Work to complete ▸ Put every line of the listing below into a JSON list of strings, one string per line, skipping blank lines. Leave the pictures out of the answer.

(Excerpts from a dataset on pointing at objects)

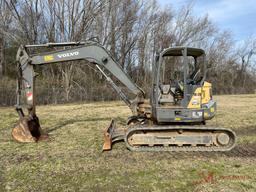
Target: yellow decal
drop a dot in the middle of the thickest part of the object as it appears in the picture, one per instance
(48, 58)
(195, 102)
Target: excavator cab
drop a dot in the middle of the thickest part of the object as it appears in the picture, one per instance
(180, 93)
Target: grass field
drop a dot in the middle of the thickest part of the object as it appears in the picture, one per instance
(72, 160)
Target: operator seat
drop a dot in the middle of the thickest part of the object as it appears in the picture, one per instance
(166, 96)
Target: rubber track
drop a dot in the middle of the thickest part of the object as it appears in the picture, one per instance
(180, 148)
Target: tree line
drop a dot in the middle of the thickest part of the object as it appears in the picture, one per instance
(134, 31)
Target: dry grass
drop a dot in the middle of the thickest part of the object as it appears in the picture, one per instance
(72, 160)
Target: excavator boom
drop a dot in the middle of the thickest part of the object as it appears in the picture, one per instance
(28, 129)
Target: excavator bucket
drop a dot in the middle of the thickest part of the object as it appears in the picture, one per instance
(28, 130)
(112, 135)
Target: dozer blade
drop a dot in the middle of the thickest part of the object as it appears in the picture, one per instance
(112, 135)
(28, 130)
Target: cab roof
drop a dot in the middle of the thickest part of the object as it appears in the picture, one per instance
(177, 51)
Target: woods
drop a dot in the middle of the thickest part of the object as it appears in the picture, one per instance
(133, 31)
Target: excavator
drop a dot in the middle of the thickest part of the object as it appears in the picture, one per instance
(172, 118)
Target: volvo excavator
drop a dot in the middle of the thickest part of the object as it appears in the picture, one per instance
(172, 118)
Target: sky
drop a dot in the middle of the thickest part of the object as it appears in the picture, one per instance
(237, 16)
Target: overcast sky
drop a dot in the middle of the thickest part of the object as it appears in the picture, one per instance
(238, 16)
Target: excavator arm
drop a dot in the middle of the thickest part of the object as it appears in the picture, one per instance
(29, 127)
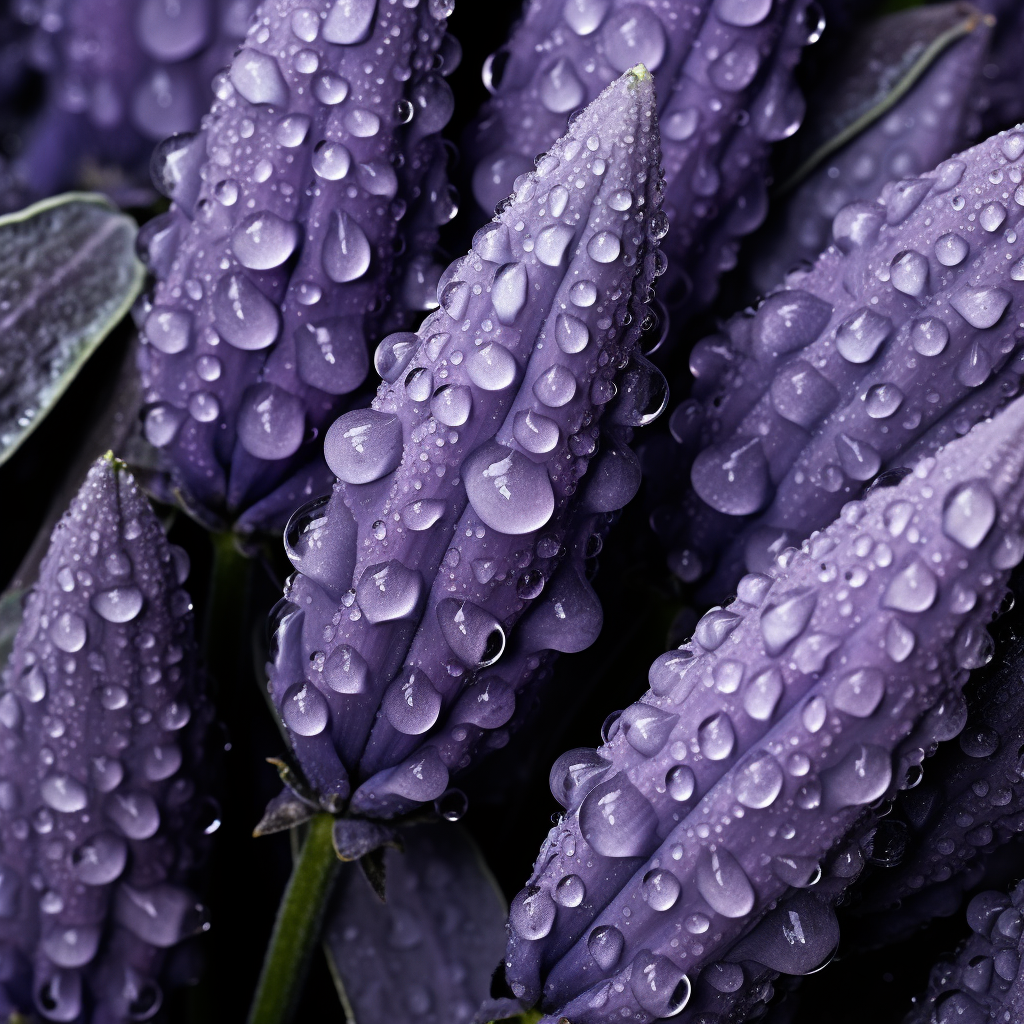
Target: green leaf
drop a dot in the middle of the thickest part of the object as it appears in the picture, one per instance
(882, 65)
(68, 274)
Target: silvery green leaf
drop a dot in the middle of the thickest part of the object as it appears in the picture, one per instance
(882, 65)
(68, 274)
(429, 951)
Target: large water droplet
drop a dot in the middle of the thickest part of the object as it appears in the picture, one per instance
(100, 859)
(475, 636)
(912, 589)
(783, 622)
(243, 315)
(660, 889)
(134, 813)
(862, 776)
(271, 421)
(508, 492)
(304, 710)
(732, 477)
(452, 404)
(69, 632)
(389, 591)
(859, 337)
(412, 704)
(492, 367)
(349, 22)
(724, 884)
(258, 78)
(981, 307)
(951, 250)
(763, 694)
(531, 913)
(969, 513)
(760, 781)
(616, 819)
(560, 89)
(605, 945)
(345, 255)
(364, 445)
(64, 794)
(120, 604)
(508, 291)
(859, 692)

Solution below ▸
[
  "Target: yellow decal",
  "drop a dot in the middle of the thickest part of the object as it appears in the picture, one per instance",
  "(48, 58)",
  "(195, 102)",
  "Target: excavator cab",
  "drop a dot in the middle of the thickest part of the object as it appears in the picture, one per instance",
  "(180, 93)",
  "Target: grass field",
  "drop a dot in the middle of the thickest part of the object as it appears in the picture, one per instance",
  "(72, 160)",
  "Target: operator seat",
  "drop a dot in the middle of the thickest part of the object as it appears in the picture, one per instance",
  "(166, 96)",
  "Target: rubber track",
  "drop a dot in the middle of the thickest part of the object as it appears in the picture, one per instance",
  "(180, 148)",
  "Target: tree line",
  "drop a dot in the middle of the thickest part of the object as it appears in the picture, one per instance",
  "(134, 31)",
  "Target: dry grass",
  "drop a dot in the middle of the thickest part of the object as it appears in the picture, one per instance",
  "(72, 160)",
  "Target: excavator boom",
  "drop a dot in the middle of the thickest part of the object as it appears in the picture, one per instance",
  "(28, 129)",
  "Target: excavator bucket",
  "drop a dot in the middle of the thickest part of the object as it appears in the picture, one per instance",
  "(28, 130)",
  "(112, 135)",
  "Target: dozer blade",
  "drop a dot in the middle of the thickest part of the object as it appears in the picture, one per instance",
  "(112, 135)",
  "(28, 130)",
  "Target: cab roof",
  "drop a dot in the middle of the thickest part of the object as it appears in the picture, one per instance",
  "(177, 51)",
  "Target: woods",
  "drop a dot in the middle of the thickest part of the object as it appears in the picture, one per instance",
  "(133, 31)",
  "Target: excavator",
  "drop a dot in the middle of the thickest part of the object as it appears in the picture, one per instance",
  "(172, 118)",
  "Target: volvo excavator",
  "drop a dot in the middle of the thickest part of the object as it appears in the picture, one per instance",
  "(172, 118)",
  "Target: sky",
  "drop a dot in the middle of the thickest part of the object as it appears in the picture, one per instance",
  "(237, 16)",
  "Target: overcast sky",
  "drop a dot in the middle of the thickest part of the object as it appears in the picture, one per instance",
  "(238, 16)",
  "Target: excavator arm",
  "drop a dot in the middle of the thickest part of the object as it appears in the picture, one per instance",
  "(29, 127)",
  "Target: green leaf",
  "drop a dot in the middle of the thickest part of the object as it appears in the picture, one per instance",
  "(882, 65)",
  "(68, 274)",
  "Target: silvery green leaf",
  "drop a dot in the middle of the thickest part of the object as it appears in the picture, one per instance",
  "(882, 65)",
  "(68, 274)",
  "(429, 951)",
  "Target: large water droplet",
  "drop a dot in the middle of the thickest part of the object as it appears in the picture, one per instance",
  "(100, 859)",
  "(475, 636)",
  "(912, 589)",
  "(783, 622)",
  "(243, 315)",
  "(660, 889)",
  "(134, 813)",
  "(862, 776)",
  "(271, 421)",
  "(508, 492)",
  "(304, 710)",
  "(732, 477)",
  "(452, 404)",
  "(69, 632)",
  "(389, 591)",
  "(859, 337)",
  "(412, 704)",
  "(492, 367)",
  "(349, 22)",
  "(724, 884)",
  "(258, 78)",
  "(981, 307)",
  "(951, 250)",
  "(763, 694)",
  "(531, 913)",
  "(969, 513)",
  "(760, 781)",
  "(616, 819)",
  "(560, 89)",
  "(605, 945)",
  "(345, 255)",
  "(364, 445)",
  "(64, 794)",
  "(120, 604)",
  "(508, 291)",
  "(859, 692)"
]